:: What is being asked ::
Render every line of the items below as a Markdown table with two columns, Row for the line's number and Line for its text, skipping blank lines. Leave the pictures out of the table.
### Listed entries ###
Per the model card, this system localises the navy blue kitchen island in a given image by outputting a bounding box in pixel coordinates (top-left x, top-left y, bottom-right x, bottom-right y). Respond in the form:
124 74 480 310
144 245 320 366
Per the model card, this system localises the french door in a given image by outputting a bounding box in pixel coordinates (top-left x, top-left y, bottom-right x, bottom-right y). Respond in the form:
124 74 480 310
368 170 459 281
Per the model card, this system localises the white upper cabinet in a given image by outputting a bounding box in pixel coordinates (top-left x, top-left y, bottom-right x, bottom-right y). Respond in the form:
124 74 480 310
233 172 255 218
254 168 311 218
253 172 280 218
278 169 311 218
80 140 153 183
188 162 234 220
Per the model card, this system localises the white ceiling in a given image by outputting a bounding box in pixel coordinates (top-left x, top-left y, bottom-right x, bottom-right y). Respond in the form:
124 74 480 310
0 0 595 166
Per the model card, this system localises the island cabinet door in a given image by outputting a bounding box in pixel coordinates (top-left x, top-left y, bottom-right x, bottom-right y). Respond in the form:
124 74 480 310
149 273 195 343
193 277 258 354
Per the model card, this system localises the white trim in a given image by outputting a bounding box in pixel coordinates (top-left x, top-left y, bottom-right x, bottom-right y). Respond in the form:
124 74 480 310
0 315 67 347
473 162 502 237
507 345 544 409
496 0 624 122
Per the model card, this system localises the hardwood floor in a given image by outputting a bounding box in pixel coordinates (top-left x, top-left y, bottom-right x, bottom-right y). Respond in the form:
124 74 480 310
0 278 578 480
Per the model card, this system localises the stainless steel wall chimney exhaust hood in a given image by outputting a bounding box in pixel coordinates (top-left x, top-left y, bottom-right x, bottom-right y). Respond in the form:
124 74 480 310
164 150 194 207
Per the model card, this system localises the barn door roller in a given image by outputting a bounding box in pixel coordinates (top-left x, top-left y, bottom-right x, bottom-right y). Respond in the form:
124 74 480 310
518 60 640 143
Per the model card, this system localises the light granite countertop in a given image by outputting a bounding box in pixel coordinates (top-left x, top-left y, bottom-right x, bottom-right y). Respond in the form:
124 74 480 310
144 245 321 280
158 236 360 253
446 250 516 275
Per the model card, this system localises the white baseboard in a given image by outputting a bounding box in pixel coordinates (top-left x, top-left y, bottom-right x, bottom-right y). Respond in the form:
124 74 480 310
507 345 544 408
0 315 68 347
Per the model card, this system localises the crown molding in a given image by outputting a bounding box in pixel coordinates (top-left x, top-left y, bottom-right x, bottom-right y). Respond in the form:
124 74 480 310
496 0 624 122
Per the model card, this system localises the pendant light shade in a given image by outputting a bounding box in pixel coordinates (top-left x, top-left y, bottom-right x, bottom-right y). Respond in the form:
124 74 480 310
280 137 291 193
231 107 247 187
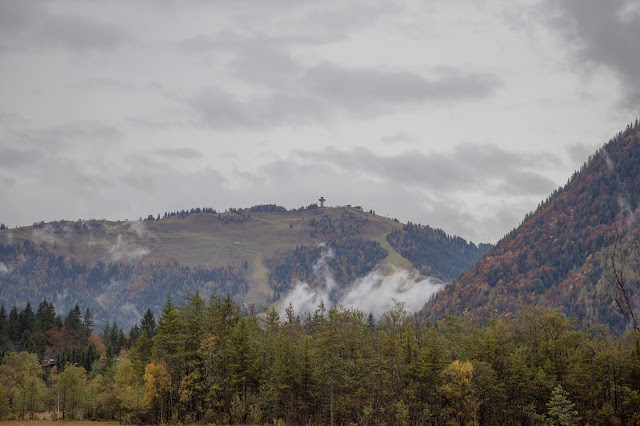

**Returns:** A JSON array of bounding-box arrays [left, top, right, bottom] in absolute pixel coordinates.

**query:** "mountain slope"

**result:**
[[425, 121, 640, 330], [0, 205, 479, 326]]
###
:: Completed exercise ::
| Row | Line |
|---|---|
| 1 | Per the model card, this system localises the navy blue kitchen island in a given image by outputting a bounding box in pixel coordinates (top-left x, top-left y, bottom-right x, bottom-right y). Respond in the form: |
| 2 | 124 74 480 310 |
| 3 | 144 245 320 366 |
| 4 | Per the model card, this system localises the french door in a given image by outputting a bounding box in pixel coordinates (top-left x, top-left y, bottom-right x, bottom-right y). Respond in the form: |
| 5 | 124 74 480 310 |
| 6 | 368 170 459 281 |
| 7 | Per the model card, this system localises the white upper cabinet in a given image by outputting a bounding box in pixel coordinates (top-left x, top-left y, bottom-right x, bottom-right y). Respond in the form: |
| 8 | 124 74 480 310 |
| 9 | 233 172 255 218 |
| 10 | 254 168 311 218 |
| 11 | 253 172 280 218 |
| 12 | 278 169 311 218 |
| 13 | 80 140 153 183 |
| 14 | 188 162 234 220 |
| 15 | Per the model card, this system localises the white ceiling in a given image by outputting a bounding box in pixel coordinates (top-left x, top-left y, bottom-right x, bottom-right y). Respond in the form: |
| 16 | 124 74 480 310 |
| 17 | 0 0 595 166 |
| 18 | Per the model card, this system localises the island cabinet door in a given image by outputting a bounding box in pixel coordinates (top-left x, top-left y, bottom-right x, bottom-right y). Respond in the form: |
| 19 | 124 74 480 310 |
| 20 | 149 273 195 343 |
| 21 | 193 277 258 354 |
| 22 | Per the model card, this system localises the white trim in a given image by outputting a bounding box in pixel coordinates (top-left x, top-left y, bottom-right x, bottom-right y). Respond in the form: |
| 23 | 124 74 480 310 |
| 24 | 0 315 67 347 |
| 25 | 473 162 502 237 |
| 26 | 507 345 544 409 |
| 27 | 496 0 624 122 |
| 28 | Per the model card, this system localises the hardwood floor in a given image by outputting a bounding box in pixel coordinates (top-left x, top-left y, bottom-right x, bottom-right y). Respond in the form: |
| 29 | 124 74 480 310 |
| 30 | 0 278 578 480 |
| 31 | Per the model card, this system localises the stainless steel wall chimney exhaust hood in a given image by outputting a bounding box in pixel coordinates (top-left x, top-left y, bottom-right x, bottom-right y). Respond in the form: |
| 32 | 124 74 480 310 |
| 33 | 164 150 194 207 |
| 34 | Per the model card, this system localises the barn door roller in a given image by outputting a bounding box in pixel coordinates (top-left x, top-left y, bottom-right x, bottom-right y). Respond in the form: |
| 35 | 124 74 480 310 |
| 36 | 518 60 640 143 |
| 37 | Per the model card, this system localises the light granite countertop in a given image by outputting a bounding box in pixel coordinates (top-left x, top-left y, bottom-right x, bottom-right y). Respond in the form: |
| 38 | 124 74 480 310 |
| 39 | 144 245 321 280 |
| 40 | 158 236 360 253 |
| 41 | 446 250 516 275 |
| 42 | Per the model card, this system localises the white baseboard in a given image by outputting a bounding box in pixel coordinates (top-left x, top-left y, bottom-right x, bottom-right y). Respond in the form: |
| 43 | 124 74 480 310 |
| 44 | 507 345 544 408 |
| 45 | 0 315 68 347 |
| 46 | Per the model card, this system localises the crown molding in a given image by outputting a bounding box in pixel coordinates (top-left x, top-left y, bottom-right x, bottom-right y). Respond in the form: |
| 47 | 124 74 480 310 |
| 48 | 496 0 624 122 |
| 49 | Per the model card, this system localises the pendant light shade in a given image by outputting a bounding box in pixel coordinates (top-left x, top-left y, bottom-right x, bottom-right y). Respond in the form: |
| 50 | 124 74 480 310 |
| 51 | 280 137 291 193 |
| 52 | 231 107 247 187 |
| 53 | **Returns:** A JSON array of bounding-box arrays [left, top, right, bottom] in absolute pixel coordinates. |
| 54 | **query:** "mountain slope" |
| 55 | **result:** |
| 56 | [[425, 121, 640, 330], [0, 205, 479, 326]] |